Instructions for the task: Reproduce each of the following entries word for word, leaving every line unchanged.

>> Begin Extracted data

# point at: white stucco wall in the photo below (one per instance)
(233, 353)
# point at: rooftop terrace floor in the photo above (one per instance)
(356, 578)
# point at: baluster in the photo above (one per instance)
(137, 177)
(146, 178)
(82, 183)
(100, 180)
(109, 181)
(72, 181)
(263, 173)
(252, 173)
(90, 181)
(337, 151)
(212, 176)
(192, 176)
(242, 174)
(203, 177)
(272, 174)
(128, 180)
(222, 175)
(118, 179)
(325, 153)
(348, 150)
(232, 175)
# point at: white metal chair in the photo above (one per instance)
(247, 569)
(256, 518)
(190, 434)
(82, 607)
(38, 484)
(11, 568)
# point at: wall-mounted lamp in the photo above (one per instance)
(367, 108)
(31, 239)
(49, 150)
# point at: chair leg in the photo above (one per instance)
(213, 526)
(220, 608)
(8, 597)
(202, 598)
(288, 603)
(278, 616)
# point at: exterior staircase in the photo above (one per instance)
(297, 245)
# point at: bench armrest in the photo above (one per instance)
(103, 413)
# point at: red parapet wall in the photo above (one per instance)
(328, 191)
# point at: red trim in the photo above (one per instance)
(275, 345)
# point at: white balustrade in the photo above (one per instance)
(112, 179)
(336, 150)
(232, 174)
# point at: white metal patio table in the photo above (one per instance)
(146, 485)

>> End Extracted data

Complete response:
# point at: white stucco wall in the photo below (one per instance)
(233, 353)
# point at: rooftop terrace floor in the photo above (one per instance)
(356, 578)
# point at: baluster in the photo above (one per instance)
(137, 177)
(146, 178)
(82, 183)
(100, 180)
(109, 181)
(72, 181)
(263, 173)
(252, 173)
(90, 181)
(337, 151)
(212, 176)
(192, 176)
(242, 174)
(203, 177)
(272, 174)
(128, 180)
(222, 175)
(118, 179)
(325, 153)
(348, 150)
(232, 175)
# point at: white metal chair in the photo above (one per instance)
(247, 569)
(256, 518)
(190, 434)
(82, 607)
(38, 484)
(11, 568)
# point at: wall-mounted lamp in the photo above (one per instance)
(367, 108)
(31, 239)
(49, 150)
# point at: chair leg in the photo above (one per instance)
(213, 526)
(220, 608)
(8, 597)
(202, 598)
(288, 603)
(278, 616)
# point at: exterior staircase in the photo above (one per instance)
(297, 245)
# point at: bench armrest in the photo above (one per instance)
(103, 413)
# point at: red parapet wall in the photo above (one per instance)
(328, 191)
# point at: red trim in the photo above (one per instance)
(275, 345)
# point at: white balustrade in the photo above (one per instance)
(112, 179)
(336, 150)
(232, 174)
# point at: white metal patio table in the photo above (one per instance)
(146, 485)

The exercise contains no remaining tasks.